◆ WHAT IS BEING ASKED
Output every line of the material exactly, omitting images.
+---+
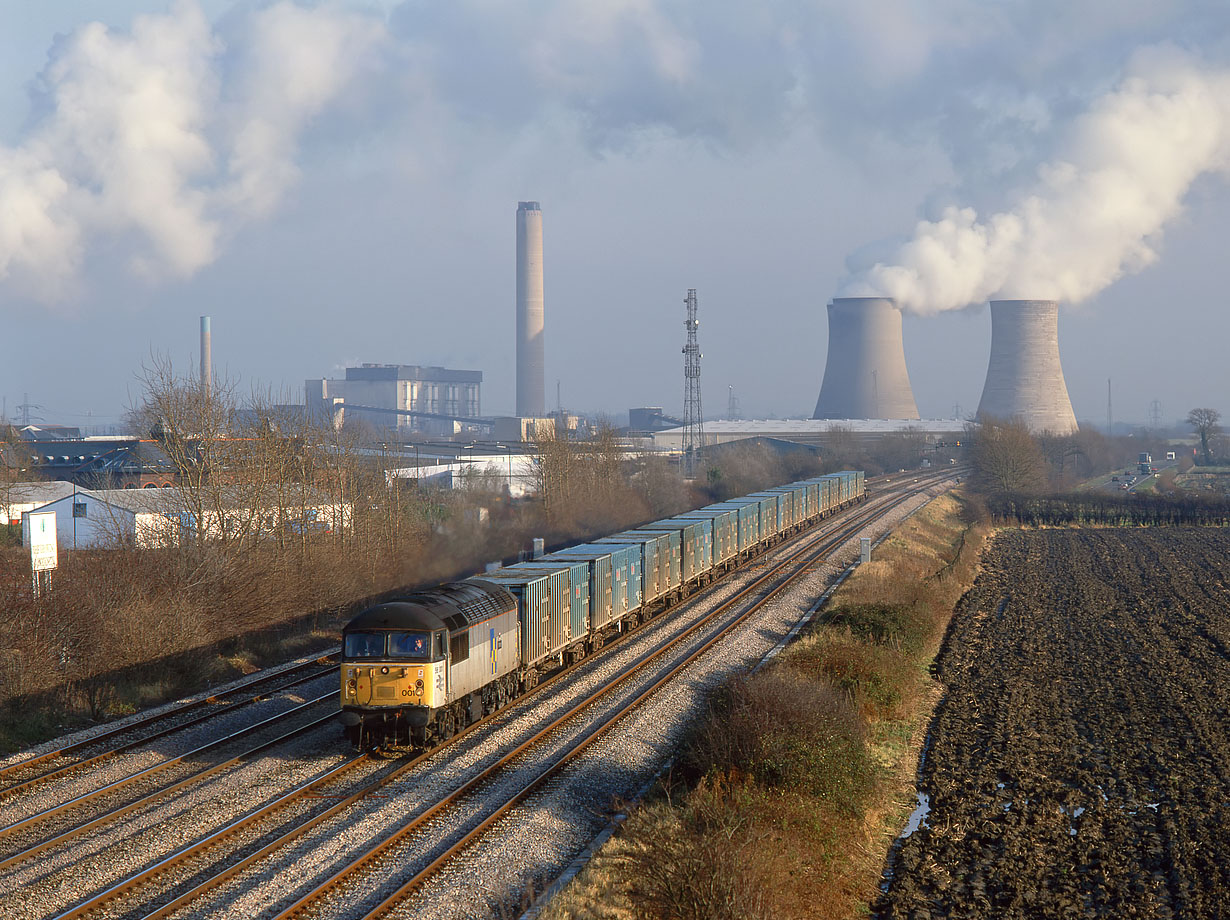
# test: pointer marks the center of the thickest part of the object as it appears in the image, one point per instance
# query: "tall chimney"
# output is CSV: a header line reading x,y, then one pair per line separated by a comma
x,y
206,360
1023,376
865,373
530,363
+---+
◆ RESULT
# test: pointer marks the center of the thickest part of the object as it appears in the image, one point per instance
# query: "tall chimney"
# output is CSV: a header line reading x,y, then one pair per line separated by a comma
x,y
206,360
1023,376
865,373
530,363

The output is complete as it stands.